══ Supplied data ══

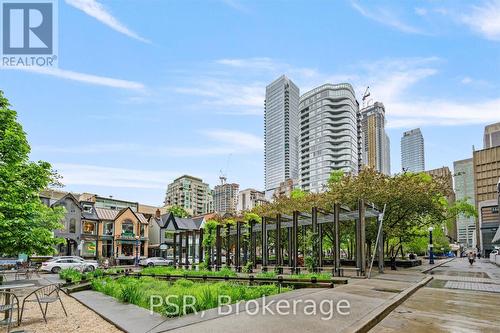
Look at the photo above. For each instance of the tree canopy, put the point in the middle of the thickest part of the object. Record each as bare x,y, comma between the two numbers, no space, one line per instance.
26,224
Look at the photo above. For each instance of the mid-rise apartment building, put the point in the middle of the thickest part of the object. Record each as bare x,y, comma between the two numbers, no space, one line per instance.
281,133
492,135
412,151
190,193
486,176
226,197
250,198
464,190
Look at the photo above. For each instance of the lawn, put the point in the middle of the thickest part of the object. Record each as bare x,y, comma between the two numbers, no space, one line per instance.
180,272
304,276
146,290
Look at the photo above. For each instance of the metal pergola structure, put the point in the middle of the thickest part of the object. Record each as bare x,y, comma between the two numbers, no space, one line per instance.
317,219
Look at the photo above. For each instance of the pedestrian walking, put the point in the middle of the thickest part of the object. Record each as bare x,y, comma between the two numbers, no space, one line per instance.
470,256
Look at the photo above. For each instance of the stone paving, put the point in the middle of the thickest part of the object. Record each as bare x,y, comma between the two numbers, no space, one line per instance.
493,288
451,305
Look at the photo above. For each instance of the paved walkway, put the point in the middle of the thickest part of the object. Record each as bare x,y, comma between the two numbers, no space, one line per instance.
312,312
462,298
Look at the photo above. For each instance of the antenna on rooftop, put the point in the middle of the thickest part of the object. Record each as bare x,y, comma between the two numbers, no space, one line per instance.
366,95
223,174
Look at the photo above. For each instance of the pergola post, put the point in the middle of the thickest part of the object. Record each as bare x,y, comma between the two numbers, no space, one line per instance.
175,249
253,245
277,246
380,250
180,250
336,227
193,247
264,245
186,263
290,246
320,246
361,238
314,227
237,255
200,247
218,248
295,241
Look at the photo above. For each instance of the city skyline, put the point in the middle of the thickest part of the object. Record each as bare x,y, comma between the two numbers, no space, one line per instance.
105,114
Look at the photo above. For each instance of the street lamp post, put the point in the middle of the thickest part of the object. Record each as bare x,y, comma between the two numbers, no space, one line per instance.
431,252
137,250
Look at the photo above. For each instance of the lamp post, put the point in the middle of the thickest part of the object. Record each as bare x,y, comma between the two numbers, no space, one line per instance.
431,254
137,242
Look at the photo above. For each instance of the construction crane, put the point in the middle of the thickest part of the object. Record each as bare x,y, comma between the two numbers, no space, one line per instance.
365,96
223,175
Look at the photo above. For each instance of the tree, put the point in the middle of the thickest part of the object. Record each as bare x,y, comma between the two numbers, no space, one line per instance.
178,211
26,224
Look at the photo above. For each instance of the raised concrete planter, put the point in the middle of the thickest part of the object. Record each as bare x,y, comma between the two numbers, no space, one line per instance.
493,258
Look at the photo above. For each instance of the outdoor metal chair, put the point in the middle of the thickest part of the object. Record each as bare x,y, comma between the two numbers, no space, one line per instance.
44,295
8,304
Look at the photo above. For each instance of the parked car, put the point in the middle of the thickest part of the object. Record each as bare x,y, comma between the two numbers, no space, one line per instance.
156,261
72,257
55,266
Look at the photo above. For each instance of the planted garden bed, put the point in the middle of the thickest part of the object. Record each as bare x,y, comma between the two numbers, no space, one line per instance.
202,295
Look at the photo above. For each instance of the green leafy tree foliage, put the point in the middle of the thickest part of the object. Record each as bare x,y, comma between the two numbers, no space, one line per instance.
26,225
178,211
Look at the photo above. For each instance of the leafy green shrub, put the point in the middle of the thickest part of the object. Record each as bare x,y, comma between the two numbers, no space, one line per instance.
70,274
140,291
181,272
248,267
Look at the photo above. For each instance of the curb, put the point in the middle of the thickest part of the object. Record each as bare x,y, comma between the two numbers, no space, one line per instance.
379,313
98,314
436,266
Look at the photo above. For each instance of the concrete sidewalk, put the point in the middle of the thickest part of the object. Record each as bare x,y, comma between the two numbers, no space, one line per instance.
461,298
364,296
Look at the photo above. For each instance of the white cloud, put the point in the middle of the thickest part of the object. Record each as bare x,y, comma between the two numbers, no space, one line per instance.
81,174
228,96
386,17
224,142
485,19
82,77
391,82
242,140
98,11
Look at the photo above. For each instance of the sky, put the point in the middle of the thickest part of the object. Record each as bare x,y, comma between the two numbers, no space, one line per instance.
146,91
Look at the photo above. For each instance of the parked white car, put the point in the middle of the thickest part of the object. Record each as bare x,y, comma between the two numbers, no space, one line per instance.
54,266
72,257
156,261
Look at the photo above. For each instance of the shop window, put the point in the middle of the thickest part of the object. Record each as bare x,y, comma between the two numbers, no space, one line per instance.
128,250
88,249
108,229
88,228
72,226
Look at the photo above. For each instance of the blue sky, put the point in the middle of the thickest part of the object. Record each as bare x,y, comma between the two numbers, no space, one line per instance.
149,90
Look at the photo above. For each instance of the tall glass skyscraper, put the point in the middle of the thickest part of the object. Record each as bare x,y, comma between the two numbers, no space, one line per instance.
329,134
375,141
492,135
281,133
464,189
412,151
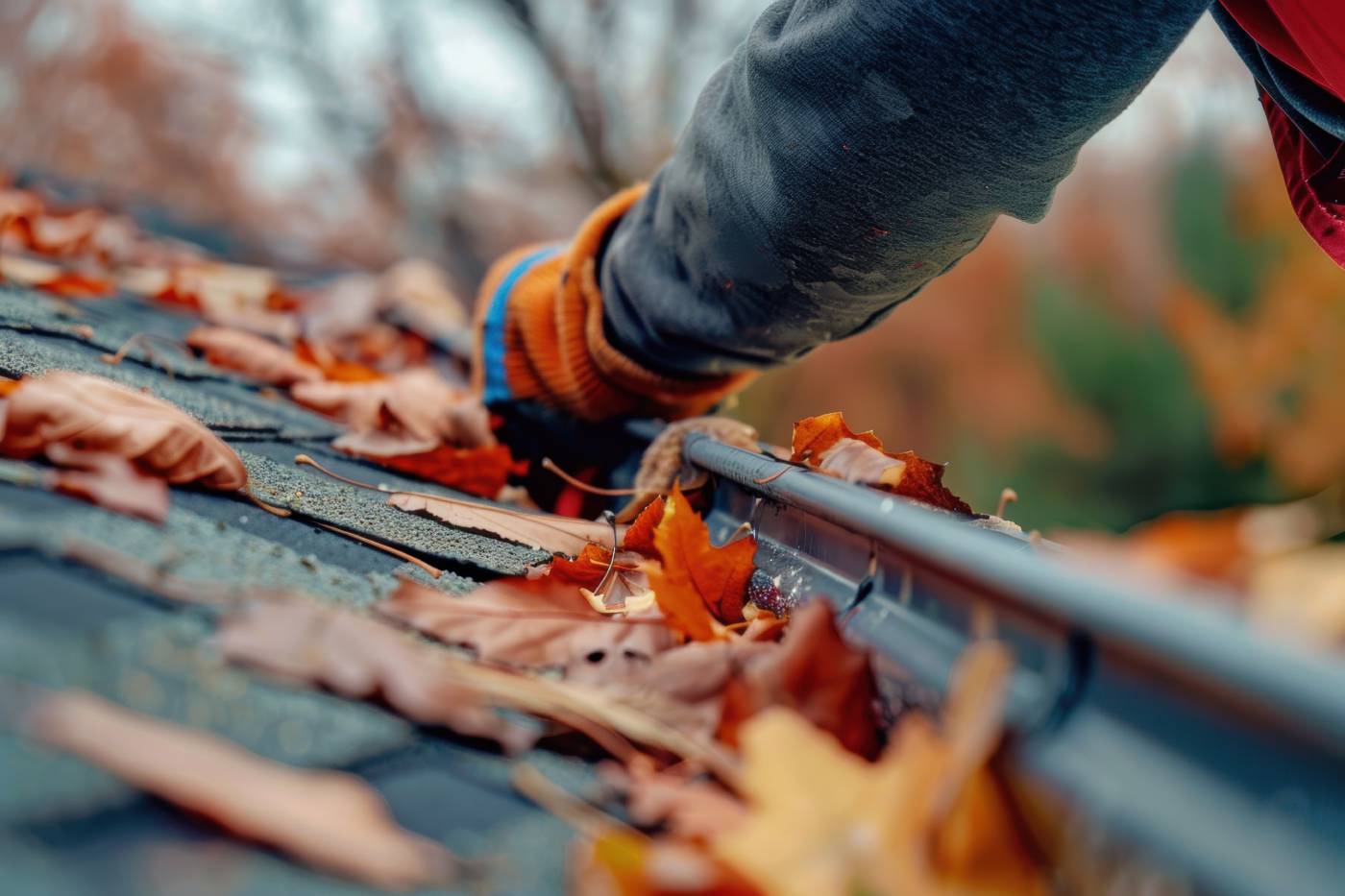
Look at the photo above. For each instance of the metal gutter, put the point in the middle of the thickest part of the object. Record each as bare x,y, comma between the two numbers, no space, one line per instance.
1208,744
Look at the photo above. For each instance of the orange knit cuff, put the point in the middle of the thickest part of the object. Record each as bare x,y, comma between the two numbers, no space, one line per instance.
548,342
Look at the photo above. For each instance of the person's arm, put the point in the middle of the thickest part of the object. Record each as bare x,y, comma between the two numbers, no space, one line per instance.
847,154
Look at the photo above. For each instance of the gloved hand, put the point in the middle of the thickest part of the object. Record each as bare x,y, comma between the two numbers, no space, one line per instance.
540,336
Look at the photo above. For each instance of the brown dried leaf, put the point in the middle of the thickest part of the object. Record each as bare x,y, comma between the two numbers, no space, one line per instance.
827,444
927,818
54,278
531,623
692,809
417,295
663,466
358,657
251,355
417,405
91,413
108,480
623,862
542,532
817,674
698,586
330,819
477,472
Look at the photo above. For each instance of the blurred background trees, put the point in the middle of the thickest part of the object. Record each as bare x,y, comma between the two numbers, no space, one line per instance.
1166,338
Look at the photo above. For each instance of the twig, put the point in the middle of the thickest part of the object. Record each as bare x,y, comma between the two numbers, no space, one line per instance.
578,814
379,545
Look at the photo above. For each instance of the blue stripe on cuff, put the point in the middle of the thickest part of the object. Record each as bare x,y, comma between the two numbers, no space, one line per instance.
493,334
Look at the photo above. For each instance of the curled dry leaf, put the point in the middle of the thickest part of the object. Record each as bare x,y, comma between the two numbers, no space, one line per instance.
639,537
358,657
686,685
609,584
689,808
54,278
826,444
814,673
928,817
331,821
91,413
210,287
551,533
252,355
108,480
416,405
531,623
631,865
477,472
663,466
698,586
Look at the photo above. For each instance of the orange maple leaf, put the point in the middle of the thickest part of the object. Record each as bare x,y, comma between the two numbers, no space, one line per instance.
698,586
639,537
827,444
333,369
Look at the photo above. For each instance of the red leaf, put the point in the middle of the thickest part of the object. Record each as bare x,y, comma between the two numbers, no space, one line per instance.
477,472
827,444
817,674
108,480
639,537
698,586
54,278
530,623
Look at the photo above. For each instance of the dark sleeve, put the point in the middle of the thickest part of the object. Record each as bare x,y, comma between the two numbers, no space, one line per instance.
851,151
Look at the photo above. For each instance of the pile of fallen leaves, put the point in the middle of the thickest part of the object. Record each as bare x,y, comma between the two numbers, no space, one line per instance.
750,748
744,735
356,349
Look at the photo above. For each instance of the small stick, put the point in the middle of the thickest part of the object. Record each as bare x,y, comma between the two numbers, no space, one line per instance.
389,549
550,466
578,814
611,561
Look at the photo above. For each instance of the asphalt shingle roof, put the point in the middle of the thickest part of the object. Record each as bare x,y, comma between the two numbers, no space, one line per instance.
66,826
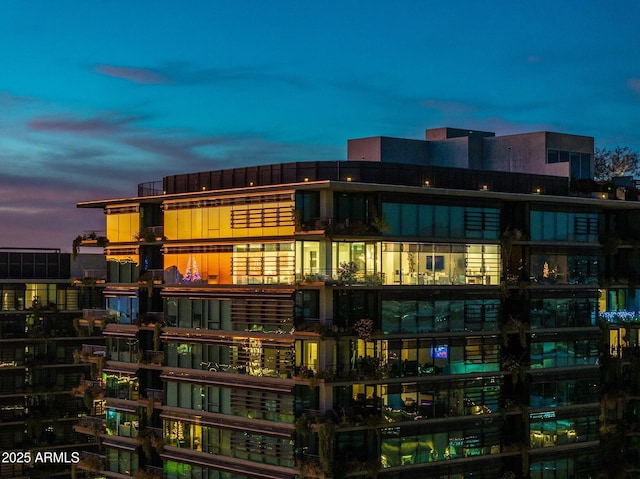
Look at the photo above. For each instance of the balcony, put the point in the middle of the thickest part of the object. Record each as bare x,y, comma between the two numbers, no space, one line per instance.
92,462
150,234
154,358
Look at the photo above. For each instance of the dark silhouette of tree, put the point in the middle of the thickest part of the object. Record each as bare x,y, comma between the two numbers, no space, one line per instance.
620,161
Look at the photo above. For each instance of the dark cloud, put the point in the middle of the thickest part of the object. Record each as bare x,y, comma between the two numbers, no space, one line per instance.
133,74
183,73
8,100
98,125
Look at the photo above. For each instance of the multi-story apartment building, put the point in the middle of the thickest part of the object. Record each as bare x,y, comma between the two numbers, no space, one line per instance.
415,311
42,295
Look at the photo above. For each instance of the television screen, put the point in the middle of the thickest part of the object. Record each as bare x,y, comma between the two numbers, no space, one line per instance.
440,352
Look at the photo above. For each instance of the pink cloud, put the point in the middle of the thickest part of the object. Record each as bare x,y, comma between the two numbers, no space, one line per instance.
136,75
634,84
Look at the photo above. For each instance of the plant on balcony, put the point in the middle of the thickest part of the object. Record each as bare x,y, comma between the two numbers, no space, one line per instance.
326,436
100,241
347,273
363,329
156,336
373,279
142,474
302,425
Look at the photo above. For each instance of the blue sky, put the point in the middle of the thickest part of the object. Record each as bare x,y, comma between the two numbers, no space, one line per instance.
98,96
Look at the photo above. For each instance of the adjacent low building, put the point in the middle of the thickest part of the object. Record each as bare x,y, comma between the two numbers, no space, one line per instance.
43,293
427,308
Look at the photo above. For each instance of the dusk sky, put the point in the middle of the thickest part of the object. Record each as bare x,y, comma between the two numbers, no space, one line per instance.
98,96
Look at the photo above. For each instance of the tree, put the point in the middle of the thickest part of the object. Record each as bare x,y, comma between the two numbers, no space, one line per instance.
621,161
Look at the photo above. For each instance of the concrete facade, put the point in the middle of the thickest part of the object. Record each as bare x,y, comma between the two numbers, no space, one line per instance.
482,150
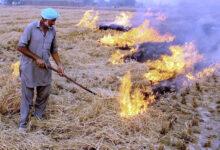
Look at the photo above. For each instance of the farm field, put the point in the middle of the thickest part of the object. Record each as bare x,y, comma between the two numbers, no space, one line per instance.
187,118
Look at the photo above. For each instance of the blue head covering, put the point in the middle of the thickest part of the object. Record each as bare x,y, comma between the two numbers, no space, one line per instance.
49,13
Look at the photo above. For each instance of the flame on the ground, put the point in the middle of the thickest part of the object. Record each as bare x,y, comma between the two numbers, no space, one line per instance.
15,68
181,61
202,74
118,58
89,19
132,104
124,19
141,34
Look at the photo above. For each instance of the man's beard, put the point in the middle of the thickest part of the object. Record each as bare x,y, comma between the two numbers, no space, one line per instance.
47,24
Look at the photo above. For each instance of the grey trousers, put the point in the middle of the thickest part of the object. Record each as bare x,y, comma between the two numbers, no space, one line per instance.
41,102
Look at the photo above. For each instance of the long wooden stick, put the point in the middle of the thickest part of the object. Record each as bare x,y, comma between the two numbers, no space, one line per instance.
68,78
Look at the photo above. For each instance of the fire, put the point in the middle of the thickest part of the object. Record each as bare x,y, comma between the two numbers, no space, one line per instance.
89,20
124,19
132,104
204,73
15,68
117,56
159,16
181,61
138,35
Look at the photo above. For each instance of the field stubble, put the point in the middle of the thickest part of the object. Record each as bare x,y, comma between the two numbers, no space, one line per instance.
76,119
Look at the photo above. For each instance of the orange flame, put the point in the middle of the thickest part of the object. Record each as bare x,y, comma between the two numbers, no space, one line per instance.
202,74
117,56
181,61
15,68
132,104
159,16
89,20
138,35
124,19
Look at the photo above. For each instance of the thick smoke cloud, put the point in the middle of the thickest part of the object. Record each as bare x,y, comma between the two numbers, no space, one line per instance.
191,21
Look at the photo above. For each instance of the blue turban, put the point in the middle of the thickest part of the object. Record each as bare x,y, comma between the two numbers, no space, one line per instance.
49,13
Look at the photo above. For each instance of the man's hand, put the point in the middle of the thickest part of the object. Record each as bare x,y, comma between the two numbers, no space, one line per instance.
60,69
41,63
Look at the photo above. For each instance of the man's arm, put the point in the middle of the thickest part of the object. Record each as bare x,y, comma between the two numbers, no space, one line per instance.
40,62
58,62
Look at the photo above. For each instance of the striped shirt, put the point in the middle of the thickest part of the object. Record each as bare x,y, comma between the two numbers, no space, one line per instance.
41,45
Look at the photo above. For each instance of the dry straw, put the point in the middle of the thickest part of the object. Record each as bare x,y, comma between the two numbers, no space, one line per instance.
76,119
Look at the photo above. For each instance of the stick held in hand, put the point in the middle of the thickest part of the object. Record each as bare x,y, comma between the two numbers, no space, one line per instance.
68,78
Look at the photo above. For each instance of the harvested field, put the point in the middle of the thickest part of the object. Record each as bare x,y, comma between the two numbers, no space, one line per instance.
188,118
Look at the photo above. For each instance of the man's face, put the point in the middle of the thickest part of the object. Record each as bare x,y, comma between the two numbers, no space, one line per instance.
49,23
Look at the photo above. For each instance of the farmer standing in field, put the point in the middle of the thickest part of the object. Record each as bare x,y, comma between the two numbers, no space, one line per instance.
37,43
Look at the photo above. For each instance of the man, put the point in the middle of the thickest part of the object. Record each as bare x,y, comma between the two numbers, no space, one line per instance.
37,43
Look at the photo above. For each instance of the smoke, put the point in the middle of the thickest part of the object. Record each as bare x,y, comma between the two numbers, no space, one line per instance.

═══

Required task: Print exactly the lines above, starting at the line that contains "Look at the photo above. For each instance of the farmer" and ending with the last line of the records, both included.

Problem solution:
Look at the photo above. For each instance of the farmer standing in field, put the point in the middle of the thickest part of the object. Record each as bare x,y, comma between the two numbers, no space, one line per instance.
37,43
Look at the photo above. For each instance of the man, put the point in the middle of the thickest part of the object. Record each as bare x,y, comma between the two numbers, no space, one line per instance.
37,43
Look at the photo above. For each instance of the smoke, put the point in the middle of the thickest part of the object. Record each as bare x,y, comma between the two numbers, no space, one line per instance.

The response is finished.